● **To do**
Go over the records and copy every line with the string "paved".

********************

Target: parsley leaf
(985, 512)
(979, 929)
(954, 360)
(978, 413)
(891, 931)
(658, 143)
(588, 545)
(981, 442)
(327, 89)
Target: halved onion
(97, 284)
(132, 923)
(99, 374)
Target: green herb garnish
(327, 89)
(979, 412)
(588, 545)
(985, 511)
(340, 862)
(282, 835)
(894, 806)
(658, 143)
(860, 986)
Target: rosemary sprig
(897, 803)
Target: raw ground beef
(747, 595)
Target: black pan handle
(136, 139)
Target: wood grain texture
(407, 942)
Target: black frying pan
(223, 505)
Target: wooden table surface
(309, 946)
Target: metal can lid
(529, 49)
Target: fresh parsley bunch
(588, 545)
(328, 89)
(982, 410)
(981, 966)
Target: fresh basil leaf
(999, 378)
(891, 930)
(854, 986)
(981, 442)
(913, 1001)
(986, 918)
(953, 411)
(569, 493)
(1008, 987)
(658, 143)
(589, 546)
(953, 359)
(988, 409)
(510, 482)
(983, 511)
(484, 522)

********************

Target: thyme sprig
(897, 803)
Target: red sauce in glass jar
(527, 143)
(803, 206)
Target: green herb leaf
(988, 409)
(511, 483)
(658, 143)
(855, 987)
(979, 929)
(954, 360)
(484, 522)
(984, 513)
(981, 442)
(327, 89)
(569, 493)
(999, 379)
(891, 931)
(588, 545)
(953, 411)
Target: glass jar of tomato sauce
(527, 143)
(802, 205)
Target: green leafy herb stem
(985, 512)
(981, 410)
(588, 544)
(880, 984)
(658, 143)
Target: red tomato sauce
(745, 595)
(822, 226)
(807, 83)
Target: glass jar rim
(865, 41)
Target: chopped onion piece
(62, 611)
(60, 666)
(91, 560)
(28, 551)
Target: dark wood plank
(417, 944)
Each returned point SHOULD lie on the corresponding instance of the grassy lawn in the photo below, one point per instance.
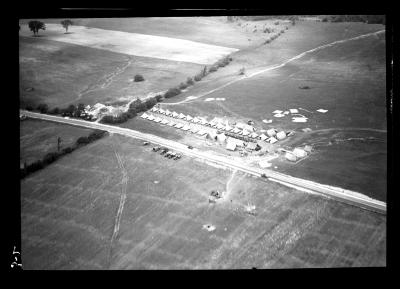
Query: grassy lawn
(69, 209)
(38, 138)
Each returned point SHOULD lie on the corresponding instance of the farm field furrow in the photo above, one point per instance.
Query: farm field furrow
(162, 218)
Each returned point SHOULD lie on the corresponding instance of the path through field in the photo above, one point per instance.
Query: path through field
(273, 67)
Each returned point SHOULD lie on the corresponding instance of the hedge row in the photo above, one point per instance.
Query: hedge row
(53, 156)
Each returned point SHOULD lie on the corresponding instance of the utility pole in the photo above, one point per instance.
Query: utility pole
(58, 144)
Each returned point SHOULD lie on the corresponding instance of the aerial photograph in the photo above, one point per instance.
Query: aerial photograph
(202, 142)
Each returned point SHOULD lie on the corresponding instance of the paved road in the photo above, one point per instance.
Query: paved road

********************

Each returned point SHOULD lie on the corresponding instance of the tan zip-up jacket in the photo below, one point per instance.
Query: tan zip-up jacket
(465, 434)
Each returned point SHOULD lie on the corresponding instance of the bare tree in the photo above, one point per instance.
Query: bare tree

********************

● **Written solution**
Each returned point SHOULD lie on the corresponding instance of the paved road in the photo above, one point per instance.
Query: paved road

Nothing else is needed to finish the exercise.